:: Written exercise ::
Write the lines below as a JSON list of strings, one string per line, with blank lines left out and the pictures omitted.
----- Material shown -----
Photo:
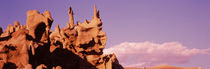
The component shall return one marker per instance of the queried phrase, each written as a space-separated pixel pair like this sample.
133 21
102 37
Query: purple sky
158 21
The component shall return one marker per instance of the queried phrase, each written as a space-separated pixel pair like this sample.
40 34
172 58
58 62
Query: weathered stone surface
34 46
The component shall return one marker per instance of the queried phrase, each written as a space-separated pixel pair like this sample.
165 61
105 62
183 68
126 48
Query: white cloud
144 54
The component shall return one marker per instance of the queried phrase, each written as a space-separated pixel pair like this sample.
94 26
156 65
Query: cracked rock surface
34 46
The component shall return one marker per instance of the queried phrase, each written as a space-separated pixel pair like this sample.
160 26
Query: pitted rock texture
34 46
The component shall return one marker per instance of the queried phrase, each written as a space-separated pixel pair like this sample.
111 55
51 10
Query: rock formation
34 46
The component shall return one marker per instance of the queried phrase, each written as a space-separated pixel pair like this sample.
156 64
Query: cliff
77 46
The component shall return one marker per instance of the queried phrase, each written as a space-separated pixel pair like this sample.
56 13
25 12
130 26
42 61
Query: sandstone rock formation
-----
:: Solution to the exercise ::
[
  "Photo:",
  "The component shall return one marker per instance of the queried phrase, each written as a space-separated pixel pair like this sample.",
  "133 21",
  "102 37",
  "Query: purple sky",
  "158 21",
  "The component shall return one marker per instance of the queried phrase, each written as a space-separated pixel pair like this sample.",
  "40 34",
  "172 58",
  "58 62",
  "Query: weathered stone surface",
  "34 46",
  "The component shall return one marker per instance of the queried phrase, each written as a space-separated pixel pair like this sample.",
  "165 61",
  "105 62",
  "183 68",
  "126 48",
  "Query: white cloud",
  "144 54",
  "The component shall return one marker per instance of the queried phrase, each written as a space-separated pixel pair like this sample.",
  "94 26",
  "156 65",
  "Query: cracked rock surface",
  "34 46",
  "The component shall return one marker per instance of the queried phrase, each written as a space-separated pixel pair like this sample.",
  "160 26",
  "Query: pitted rock texture",
  "34 46",
  "The component shall return one marker per instance of the queried phrase, each written as a space-separated pixel pair like this sample.",
  "111 55",
  "51 10",
  "Query: rock formation",
  "34 46",
  "The component shall return one marker per instance of the queried phrase, each written as a space-separated pixel pair like this sample.",
  "156 64",
  "Query: cliff",
  "77 46",
  "The component shall return one marker per instance of the queried phrase, each written as a space-separated pixel pair like this sample.",
  "56 13",
  "25 12",
  "130 26",
  "42 61",
  "Query: sandstone rock formation"
]